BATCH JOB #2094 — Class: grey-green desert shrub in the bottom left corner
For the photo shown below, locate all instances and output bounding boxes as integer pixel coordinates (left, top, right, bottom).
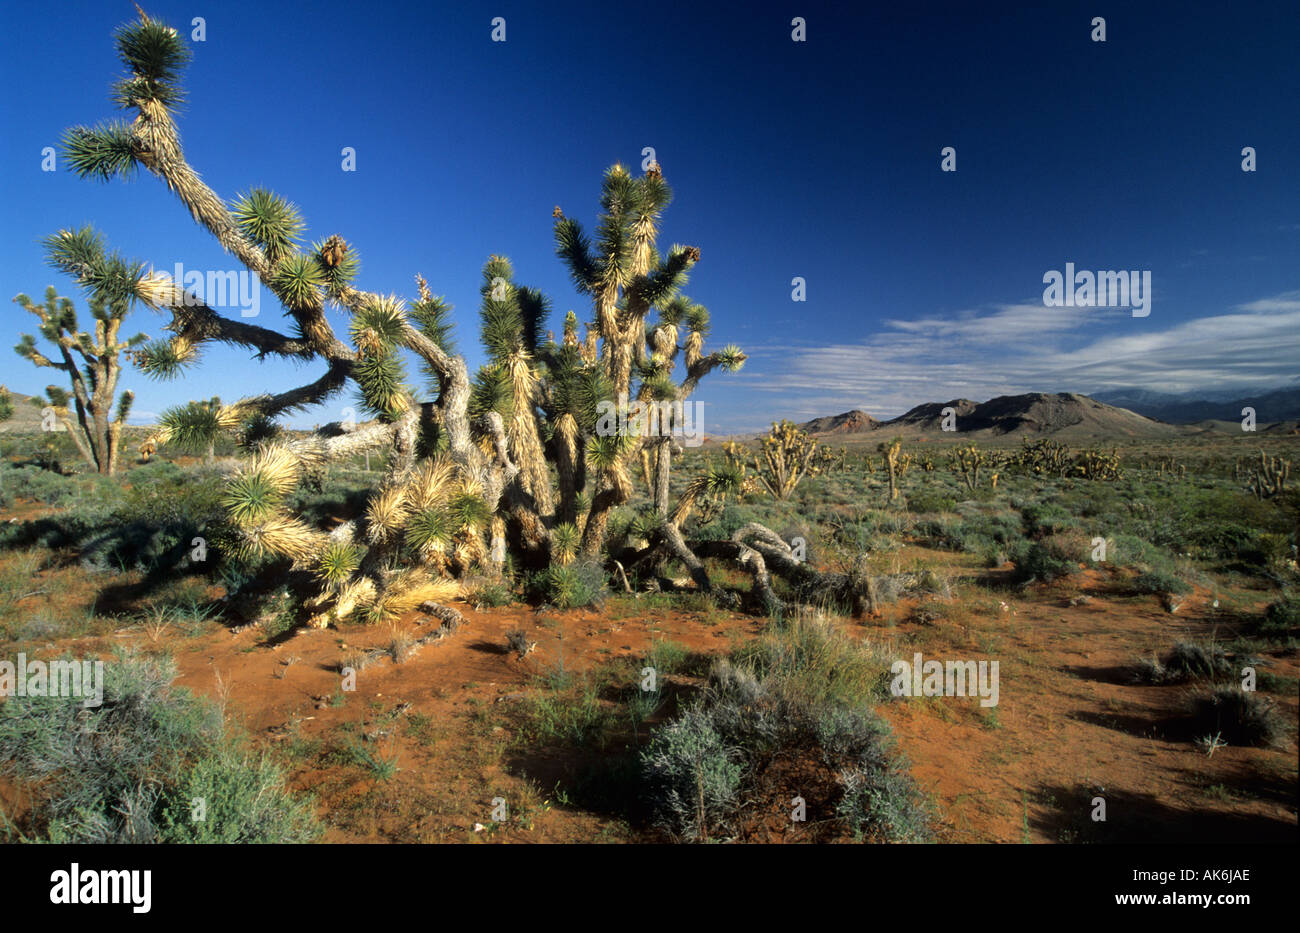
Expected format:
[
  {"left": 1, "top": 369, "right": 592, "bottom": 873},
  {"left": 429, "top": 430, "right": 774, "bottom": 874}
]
[{"left": 0, "top": 654, "right": 315, "bottom": 843}]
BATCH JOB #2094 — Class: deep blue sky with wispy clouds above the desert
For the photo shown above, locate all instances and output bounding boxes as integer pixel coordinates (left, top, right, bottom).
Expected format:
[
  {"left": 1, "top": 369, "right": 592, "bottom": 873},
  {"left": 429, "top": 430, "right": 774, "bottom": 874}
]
[{"left": 0, "top": 0, "right": 1300, "bottom": 433}]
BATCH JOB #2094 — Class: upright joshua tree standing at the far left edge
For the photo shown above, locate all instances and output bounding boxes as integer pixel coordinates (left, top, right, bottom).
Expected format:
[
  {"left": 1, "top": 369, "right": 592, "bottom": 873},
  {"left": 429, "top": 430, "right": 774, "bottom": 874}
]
[{"left": 13, "top": 284, "right": 148, "bottom": 474}]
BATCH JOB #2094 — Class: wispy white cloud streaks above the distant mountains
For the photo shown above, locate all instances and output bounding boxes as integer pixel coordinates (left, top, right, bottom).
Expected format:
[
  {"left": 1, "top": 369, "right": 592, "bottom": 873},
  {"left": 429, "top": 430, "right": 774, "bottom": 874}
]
[{"left": 732, "top": 291, "right": 1300, "bottom": 430}]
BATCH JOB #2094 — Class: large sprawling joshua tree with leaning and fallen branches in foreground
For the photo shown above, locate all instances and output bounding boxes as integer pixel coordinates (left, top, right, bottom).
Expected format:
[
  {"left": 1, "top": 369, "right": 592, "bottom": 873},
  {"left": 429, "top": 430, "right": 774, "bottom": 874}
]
[{"left": 51, "top": 12, "right": 883, "bottom": 625}]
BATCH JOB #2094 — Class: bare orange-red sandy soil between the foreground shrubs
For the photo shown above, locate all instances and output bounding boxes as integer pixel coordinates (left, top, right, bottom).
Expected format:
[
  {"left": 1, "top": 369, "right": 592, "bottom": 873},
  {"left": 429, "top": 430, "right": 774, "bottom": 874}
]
[{"left": 0, "top": 545, "right": 1300, "bottom": 842}]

- _What to produce_
The total is all that is wanted here: please count the lines of the material that contain the word "foreground".

- _Response to the exercise_
2